— SOURCE DATA —
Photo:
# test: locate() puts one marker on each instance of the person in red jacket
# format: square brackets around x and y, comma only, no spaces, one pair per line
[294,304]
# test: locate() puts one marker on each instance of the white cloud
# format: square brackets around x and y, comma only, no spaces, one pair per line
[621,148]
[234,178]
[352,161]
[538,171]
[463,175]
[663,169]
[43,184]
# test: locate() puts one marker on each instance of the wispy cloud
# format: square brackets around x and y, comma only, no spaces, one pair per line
--
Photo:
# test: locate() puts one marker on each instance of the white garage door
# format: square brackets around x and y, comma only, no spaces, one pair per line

— STATED TASK —
Identify every line in the entries above that contains the string "locate", matching case exactly, and copy each one.

— EXERCISE ANSWER —
# test: locate() puts one marker on each instance of the person in red jacket
# test: locate() puts one marker on each instance of the white cloud
# test: locate() puts one marker on each instance of the wispy cloud
# test: locate() puts one marker on each instance of the white garage door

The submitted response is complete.